* Page excerpt *
Thus, $\om$ is a connection form on our bundle and is
given by
\begin{eqnarray}
\om(Z^{k\n})  &=& [kn]_{q^{-2}} \om ^1, \nonumber \\
\om(Z^{-k\n}) &=&-[-kn]_{q^{-2}} \om ^1 =
-q^{2kn}\om(Z^{k\n}) \label{connect}
\end{eqnarray}
if viewed in $SU_q(2)$, where $[n]_q =
\frac{q^n-1}{q-1}$.
This generalizes the result of \cite{BM} for
$n=1$ and 2. Since $(\omega^1)^{\ast} = -\omega^1$,
$\omega$ is a star - map for $q=1$ only. We have used
$\om^1 \a=q^{-2} \a \om^1, \om^1 \g=q^{-2} \g \om^1$,
where
$\om^1 =\d d \a -q^{-1} \b d \g$ is a left invariant
form in $SU_q(2)$.

To our knowledge, (\ref{Pn}) is also a new description
of the classical Dirac monopole.

\section{Combining patches to bundles}

Let us now show how nontrivial QPB's can be obtained by
"glueing" together "local" bundles.
To avoid repeating ourselves too much, we will give the
following statements for the case of a general calculus
only; the universal calculus
is recovered by putting $M_A=N_A=N_P=0$.

* Provided records *
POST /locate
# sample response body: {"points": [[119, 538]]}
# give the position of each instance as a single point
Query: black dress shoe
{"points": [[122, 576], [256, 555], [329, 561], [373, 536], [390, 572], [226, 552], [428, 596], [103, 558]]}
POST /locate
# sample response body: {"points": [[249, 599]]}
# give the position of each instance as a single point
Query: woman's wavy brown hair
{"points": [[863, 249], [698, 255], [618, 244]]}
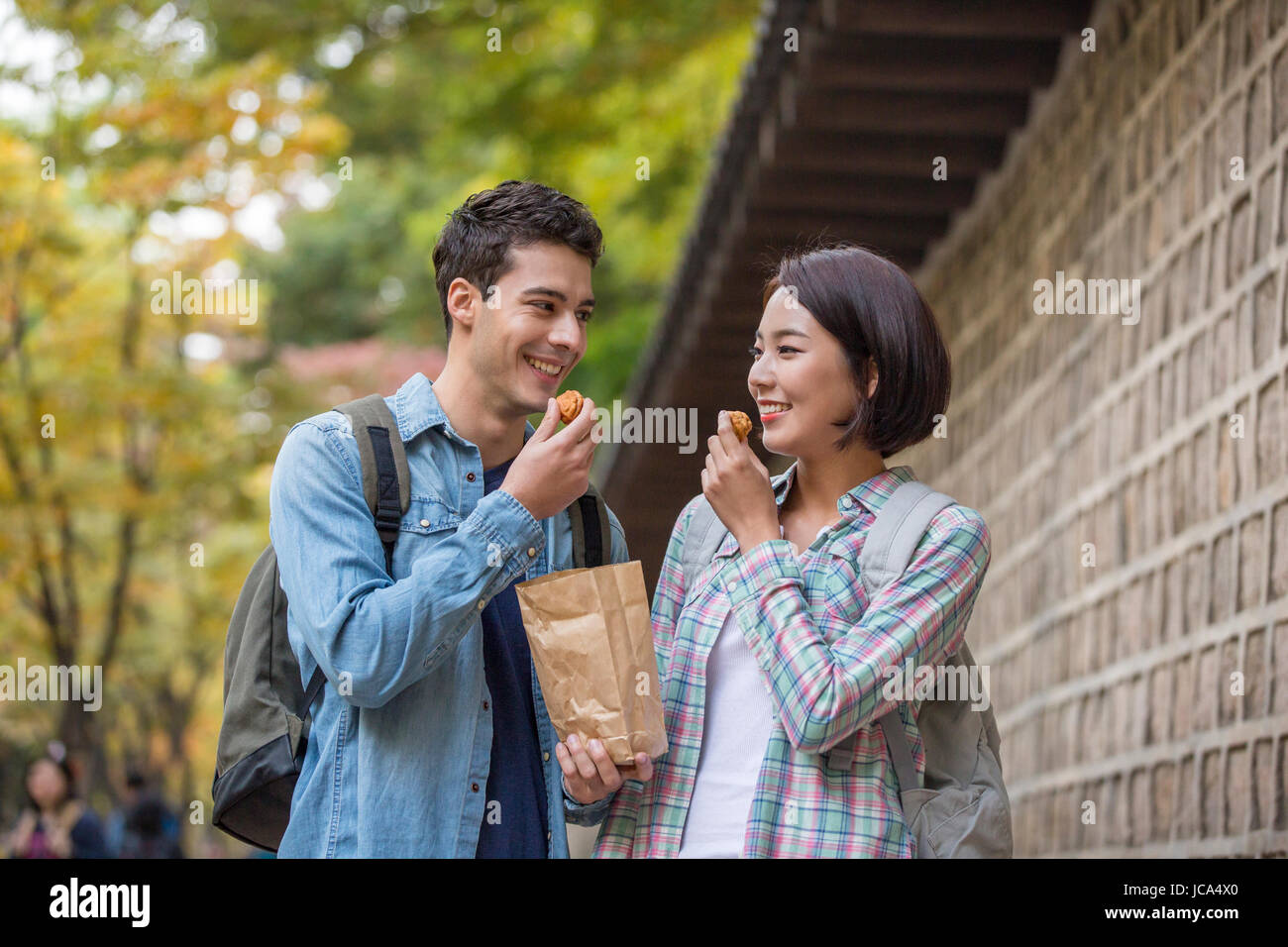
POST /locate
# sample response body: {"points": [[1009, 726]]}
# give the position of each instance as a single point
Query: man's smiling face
{"points": [[532, 330]]}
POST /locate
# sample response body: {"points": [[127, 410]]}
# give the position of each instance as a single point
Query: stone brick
{"points": [[1197, 586], [1223, 578], [1210, 788], [1188, 801], [1223, 352], [1279, 669], [1282, 787], [1237, 789], [1184, 697], [1250, 561], [1257, 120], [1266, 217], [1279, 84], [1198, 372], [1207, 693], [1254, 674], [1228, 702], [1141, 814], [1163, 800], [1173, 600], [1270, 442], [1262, 802], [1279, 552], [1244, 453]]}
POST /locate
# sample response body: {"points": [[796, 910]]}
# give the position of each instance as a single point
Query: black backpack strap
{"points": [[385, 475], [590, 526]]}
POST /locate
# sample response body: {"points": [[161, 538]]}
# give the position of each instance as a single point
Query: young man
{"points": [[430, 737]]}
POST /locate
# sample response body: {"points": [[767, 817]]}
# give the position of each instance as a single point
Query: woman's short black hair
{"points": [[872, 308], [476, 243]]}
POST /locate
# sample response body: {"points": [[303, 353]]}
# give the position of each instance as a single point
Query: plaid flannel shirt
{"points": [[823, 652]]}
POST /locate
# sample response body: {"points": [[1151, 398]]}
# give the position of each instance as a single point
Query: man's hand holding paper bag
{"points": [[591, 642]]}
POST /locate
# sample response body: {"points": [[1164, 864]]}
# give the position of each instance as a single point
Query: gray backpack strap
{"points": [[888, 549], [385, 486], [901, 525], [702, 540], [372, 418]]}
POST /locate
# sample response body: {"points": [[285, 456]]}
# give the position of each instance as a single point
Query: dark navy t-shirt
{"points": [[514, 815]]}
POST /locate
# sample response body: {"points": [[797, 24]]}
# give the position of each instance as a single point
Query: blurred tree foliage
{"points": [[133, 472], [574, 95]]}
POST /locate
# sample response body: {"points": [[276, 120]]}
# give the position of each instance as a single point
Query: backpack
{"points": [[267, 712], [962, 810]]}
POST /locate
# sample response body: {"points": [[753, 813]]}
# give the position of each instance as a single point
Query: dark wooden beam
{"points": [[890, 111], [954, 18], [927, 63], [909, 157], [859, 193]]}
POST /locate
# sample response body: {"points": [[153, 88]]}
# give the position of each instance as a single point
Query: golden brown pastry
{"points": [[741, 424], [570, 405]]}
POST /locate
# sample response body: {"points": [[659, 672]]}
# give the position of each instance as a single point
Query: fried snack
{"points": [[741, 424], [570, 405]]}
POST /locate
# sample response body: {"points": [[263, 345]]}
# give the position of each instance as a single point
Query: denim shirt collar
{"points": [[416, 408]]}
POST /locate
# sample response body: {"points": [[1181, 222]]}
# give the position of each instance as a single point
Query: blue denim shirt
{"points": [[399, 746]]}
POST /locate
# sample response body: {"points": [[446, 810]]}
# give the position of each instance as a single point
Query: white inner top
{"points": [[737, 723]]}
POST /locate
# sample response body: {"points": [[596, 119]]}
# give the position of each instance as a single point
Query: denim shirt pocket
{"points": [[426, 521]]}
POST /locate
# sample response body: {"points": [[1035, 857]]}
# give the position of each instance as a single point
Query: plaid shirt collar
{"points": [[868, 495]]}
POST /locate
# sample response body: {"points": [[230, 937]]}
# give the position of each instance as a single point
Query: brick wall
{"points": [[1113, 681]]}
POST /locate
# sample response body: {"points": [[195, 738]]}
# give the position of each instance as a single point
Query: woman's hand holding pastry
{"points": [[737, 486]]}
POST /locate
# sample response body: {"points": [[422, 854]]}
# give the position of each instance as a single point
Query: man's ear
{"points": [[463, 302]]}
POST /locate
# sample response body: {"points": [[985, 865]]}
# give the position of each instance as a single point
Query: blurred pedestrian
{"points": [[54, 823]]}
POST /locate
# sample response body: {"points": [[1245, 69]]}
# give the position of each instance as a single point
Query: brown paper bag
{"points": [[591, 642]]}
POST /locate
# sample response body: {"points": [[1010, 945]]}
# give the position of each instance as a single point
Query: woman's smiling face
{"points": [[800, 379]]}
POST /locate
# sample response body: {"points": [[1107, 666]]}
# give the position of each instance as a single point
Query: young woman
{"points": [[774, 656]]}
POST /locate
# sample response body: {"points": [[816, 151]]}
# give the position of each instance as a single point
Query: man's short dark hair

* Goal 1 *
Which quantities does the last sentence of the page excerpt set equal to zero? List them all.
* Goal 2 *
Edit the stretch of the page excerpt from "This generalizes the" through "classical Dirac monopole.", changing "generalizes" to "extends".
The data plays no part in what is asked here.

* Written answer 1 *
M_A, N_A, N_P

* Written answer 2 *
This extends the result of \cite{BM} for
$n=1$ and 2. Since $(\omega^1)^{\ast} = -\omega^1$,
$\omega$ is a star - map for $q=1$ only. We have used
$\om^1 \a=q^{-2} \a \om^1, \om^1 \g=q^{-2} \g \om^1$,
where
$\om^1 =\d d \a -q^{-1} \b d \g$ is a left invariant
form in $SU_q(2)$.

To our knowledge, (\ref{Pn}) is also a new description
of the classical Dirac monopole.